What the task requires: The pictures get dropped, while every remaining part of the listing is copied exactly.

(Information)

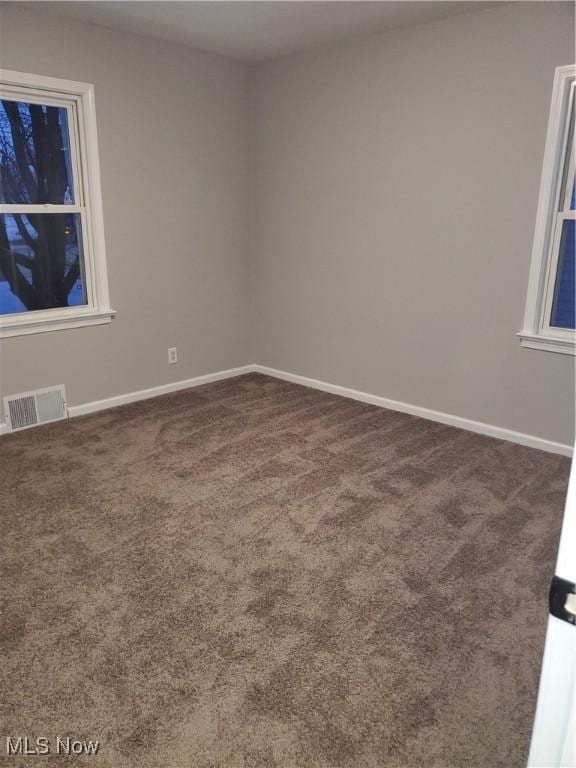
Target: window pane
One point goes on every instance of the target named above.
(41, 262)
(35, 163)
(564, 290)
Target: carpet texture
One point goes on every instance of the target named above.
(253, 573)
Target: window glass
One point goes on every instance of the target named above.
(41, 262)
(35, 162)
(565, 288)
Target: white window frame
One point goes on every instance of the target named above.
(556, 181)
(78, 99)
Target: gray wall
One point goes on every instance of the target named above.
(172, 128)
(396, 190)
(378, 225)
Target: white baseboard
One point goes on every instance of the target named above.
(383, 402)
(144, 394)
(163, 389)
(426, 413)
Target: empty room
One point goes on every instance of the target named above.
(287, 337)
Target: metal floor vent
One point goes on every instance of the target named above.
(31, 408)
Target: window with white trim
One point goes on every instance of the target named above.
(549, 321)
(52, 253)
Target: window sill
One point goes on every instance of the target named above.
(57, 321)
(562, 345)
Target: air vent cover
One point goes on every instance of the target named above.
(31, 408)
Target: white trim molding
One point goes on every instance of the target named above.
(556, 185)
(145, 394)
(78, 99)
(490, 430)
(481, 428)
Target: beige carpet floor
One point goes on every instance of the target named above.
(253, 573)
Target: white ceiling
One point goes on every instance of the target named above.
(258, 30)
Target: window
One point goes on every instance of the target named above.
(52, 259)
(549, 322)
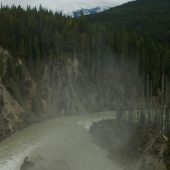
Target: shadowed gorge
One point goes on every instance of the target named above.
(53, 65)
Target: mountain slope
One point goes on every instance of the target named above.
(94, 10)
(152, 16)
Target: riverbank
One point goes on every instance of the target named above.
(131, 146)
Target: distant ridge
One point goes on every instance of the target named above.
(89, 11)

(End Information)

Answer to this task:
Target: window pane
One point goes on every instance of the target named above.
(41, 262)
(35, 163)
(564, 290)
Target: carpet texture
One point goes on every instance of the target named above.
(253, 573)
Target: window glass
One point goes on every instance of the target named above.
(41, 262)
(35, 162)
(565, 288)
Target: white window frame
One point goes on every instance of the target named above.
(556, 181)
(78, 99)
Target: gray wall
One point goes on every instance of the target named above.
(172, 128)
(396, 190)
(378, 225)
Target: white baseboard
One point goes on every instance of the target named above.
(383, 402)
(144, 394)
(163, 389)
(426, 413)
Target: empty room
One point goes on every instance of the target named above.
(287, 337)
Target: metal floor vent
One point goes on every instance of the target named above.
(31, 408)
Target: window with white trim
One point goes on every instance of the target named above.
(549, 321)
(52, 253)
Target: window sill
One point goes on every instance of the target named above.
(57, 321)
(562, 345)
Target: air vent cover
One point goes on every instance of the target named above.
(31, 408)
Target: white trim molding
One point goes on every instance of the target named above.
(556, 185)
(145, 394)
(78, 99)
(490, 430)
(481, 428)
Target: beige carpet floor
One point goes on every instance of the target named above.
(253, 573)
Target: white ceiling
One point goes on every instance of the target named above.
(258, 30)
Target: window
One point goes on every instance of the target named above.
(52, 259)
(549, 322)
Target: shadowed gorge
One point goes on every instance of the target named above.
(53, 65)
Target: mountain slope
One point goes on every instance of the target named above.
(94, 10)
(152, 16)
Target: riverbank
One point goes on every instance of the target named above.
(131, 146)
Target: distant ridge
One point goes on every instance of the target named above.
(89, 11)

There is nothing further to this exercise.